**Given text:**
==*==
Anna K. Schwab is program manager at the US Department of Homeland Security Coastal Resilience Center of Excellence (CRC) administered at the University of North Carolina at Chapel Hill (UNC-CH). The Center focuses on conducting research associated with natural hazards and disasters, translating the findings to practice and educating the next generation of hazards scholars and practitioners. In her role as Program Manager, Ms. Schwab works collaboratively with diverse partners around the country to coordinate the research, education, and outreach projects of the Center, acts as liaison among participating principal investigators, and facilitates engagement of the CRC Advisory Board.
Prior to her current position at the Resilience Center, Ms. Schwab served as project manager and research associate at the Hazard Mitigation Planning Initiative, a partnership between UNC-CH and the NC Division of Emergency Management which provided technical assistance to local governments for the development, adoption and implementation of local and regional hazard mitigation plans in compliance with the federal Disaster Mitigation Act. Ms. Schwab also spent many years serving as a research associate and program coordinator for a variety of public service and research initiatives at UNC-CH, with her primary focus concentrating on emergency management, natural hazards mitigation, land use, law and planning, environmental and emergency management ethics, coastal zone management, sustainable development, and natural resource conservation.
==*==
**Your task:**
In the text about Anna K. Schwab, which two bodies formed the partnership behind the Hazard Mitigation Planning Initiative?

Stored records:
==*==
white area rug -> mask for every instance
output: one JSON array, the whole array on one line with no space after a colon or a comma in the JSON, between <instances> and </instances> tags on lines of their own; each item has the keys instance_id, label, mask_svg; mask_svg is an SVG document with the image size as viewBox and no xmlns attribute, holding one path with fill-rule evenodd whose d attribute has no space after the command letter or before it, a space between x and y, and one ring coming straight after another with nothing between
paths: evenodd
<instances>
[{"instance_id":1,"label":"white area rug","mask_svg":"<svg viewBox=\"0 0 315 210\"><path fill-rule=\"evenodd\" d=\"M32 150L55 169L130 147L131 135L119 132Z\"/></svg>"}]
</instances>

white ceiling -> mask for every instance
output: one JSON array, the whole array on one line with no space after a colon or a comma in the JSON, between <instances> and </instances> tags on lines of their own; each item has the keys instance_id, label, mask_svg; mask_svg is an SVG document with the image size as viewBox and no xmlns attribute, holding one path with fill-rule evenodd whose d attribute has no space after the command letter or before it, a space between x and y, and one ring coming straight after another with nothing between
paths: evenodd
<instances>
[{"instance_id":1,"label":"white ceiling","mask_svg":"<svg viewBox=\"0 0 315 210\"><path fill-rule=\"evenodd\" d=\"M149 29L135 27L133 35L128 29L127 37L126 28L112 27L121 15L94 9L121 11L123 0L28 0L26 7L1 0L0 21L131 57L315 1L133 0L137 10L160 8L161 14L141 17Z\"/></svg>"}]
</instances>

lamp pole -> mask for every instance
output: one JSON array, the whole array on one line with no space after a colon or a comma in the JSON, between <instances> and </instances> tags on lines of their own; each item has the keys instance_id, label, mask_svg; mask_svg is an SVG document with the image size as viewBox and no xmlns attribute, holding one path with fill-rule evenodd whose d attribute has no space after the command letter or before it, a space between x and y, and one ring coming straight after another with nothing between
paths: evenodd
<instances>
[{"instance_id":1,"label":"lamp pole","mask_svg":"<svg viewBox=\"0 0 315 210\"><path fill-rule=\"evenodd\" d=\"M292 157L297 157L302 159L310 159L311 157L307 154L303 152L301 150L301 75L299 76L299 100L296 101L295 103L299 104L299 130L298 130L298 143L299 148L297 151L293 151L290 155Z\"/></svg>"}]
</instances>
==*==
**Expected answer:**
UNC-CH and the NC Division of Emergency Management.